Data entries:
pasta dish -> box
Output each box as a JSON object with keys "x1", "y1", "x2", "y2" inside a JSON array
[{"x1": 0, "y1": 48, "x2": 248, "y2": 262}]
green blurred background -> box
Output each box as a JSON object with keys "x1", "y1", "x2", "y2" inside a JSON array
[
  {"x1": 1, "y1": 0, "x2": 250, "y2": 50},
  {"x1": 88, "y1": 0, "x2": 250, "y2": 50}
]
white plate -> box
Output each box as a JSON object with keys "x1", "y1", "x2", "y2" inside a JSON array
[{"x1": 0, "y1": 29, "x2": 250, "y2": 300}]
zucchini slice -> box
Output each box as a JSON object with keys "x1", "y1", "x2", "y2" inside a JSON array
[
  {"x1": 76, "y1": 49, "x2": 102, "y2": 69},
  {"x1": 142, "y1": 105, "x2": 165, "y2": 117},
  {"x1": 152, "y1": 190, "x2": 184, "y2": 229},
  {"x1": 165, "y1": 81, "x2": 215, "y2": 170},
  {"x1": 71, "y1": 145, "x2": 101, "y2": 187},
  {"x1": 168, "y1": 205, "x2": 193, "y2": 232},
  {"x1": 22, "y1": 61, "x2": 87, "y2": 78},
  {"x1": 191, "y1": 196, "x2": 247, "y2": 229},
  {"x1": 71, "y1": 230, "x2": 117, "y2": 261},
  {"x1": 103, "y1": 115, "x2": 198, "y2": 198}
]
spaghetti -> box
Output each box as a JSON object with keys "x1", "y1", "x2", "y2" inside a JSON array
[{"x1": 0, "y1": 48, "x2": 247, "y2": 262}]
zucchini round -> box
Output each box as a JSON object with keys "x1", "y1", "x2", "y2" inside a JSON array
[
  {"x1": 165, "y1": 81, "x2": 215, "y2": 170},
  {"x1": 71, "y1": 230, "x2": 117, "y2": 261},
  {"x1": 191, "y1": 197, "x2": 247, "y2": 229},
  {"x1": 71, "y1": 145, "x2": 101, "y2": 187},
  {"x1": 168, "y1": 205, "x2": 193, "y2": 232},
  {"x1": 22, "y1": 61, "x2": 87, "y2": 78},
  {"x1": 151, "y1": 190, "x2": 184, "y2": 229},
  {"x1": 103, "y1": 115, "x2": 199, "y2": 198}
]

TASK DETAILS: Output the full set of entries exactly as they were given.

ANSWER SPACE:
pasta dish -> box
Output each box as a JSON object with keys "x1", "y1", "x2", "y2" inside a JSON array
[{"x1": 0, "y1": 48, "x2": 248, "y2": 262}]
green blurred background -> box
Output each box as a JSON object with keys "x1", "y1", "x2", "y2" inside a JSON array
[
  {"x1": 1, "y1": 0, "x2": 250, "y2": 50},
  {"x1": 88, "y1": 0, "x2": 250, "y2": 50}
]
white plate -> box
Output each box as a JSON object with keys "x1", "y1", "x2", "y2" inside a JSON array
[{"x1": 0, "y1": 29, "x2": 250, "y2": 300}]
zucchini slice -> box
Output each box as a JSON object with keys "x1", "y1", "x2", "y2" inside a JSON array
[
  {"x1": 76, "y1": 49, "x2": 102, "y2": 69},
  {"x1": 142, "y1": 105, "x2": 165, "y2": 117},
  {"x1": 152, "y1": 190, "x2": 184, "y2": 229},
  {"x1": 165, "y1": 81, "x2": 215, "y2": 170},
  {"x1": 71, "y1": 145, "x2": 101, "y2": 187},
  {"x1": 168, "y1": 205, "x2": 193, "y2": 232},
  {"x1": 22, "y1": 61, "x2": 87, "y2": 78},
  {"x1": 191, "y1": 196, "x2": 247, "y2": 229},
  {"x1": 71, "y1": 230, "x2": 117, "y2": 261},
  {"x1": 103, "y1": 115, "x2": 198, "y2": 198}
]
spaghetti -> box
Output each box as a JSON object with keys "x1", "y1", "x2", "y2" inside a JSON array
[{"x1": 0, "y1": 48, "x2": 247, "y2": 262}]
zucchini round -> box
Output each box as a JSON object with keys "x1", "y1", "x2", "y2" inside a JSON array
[
  {"x1": 165, "y1": 81, "x2": 215, "y2": 170},
  {"x1": 71, "y1": 230, "x2": 117, "y2": 261},
  {"x1": 191, "y1": 197, "x2": 247, "y2": 229},
  {"x1": 71, "y1": 145, "x2": 101, "y2": 187},
  {"x1": 168, "y1": 205, "x2": 193, "y2": 232},
  {"x1": 22, "y1": 61, "x2": 87, "y2": 78},
  {"x1": 151, "y1": 190, "x2": 184, "y2": 229},
  {"x1": 103, "y1": 115, "x2": 199, "y2": 198}
]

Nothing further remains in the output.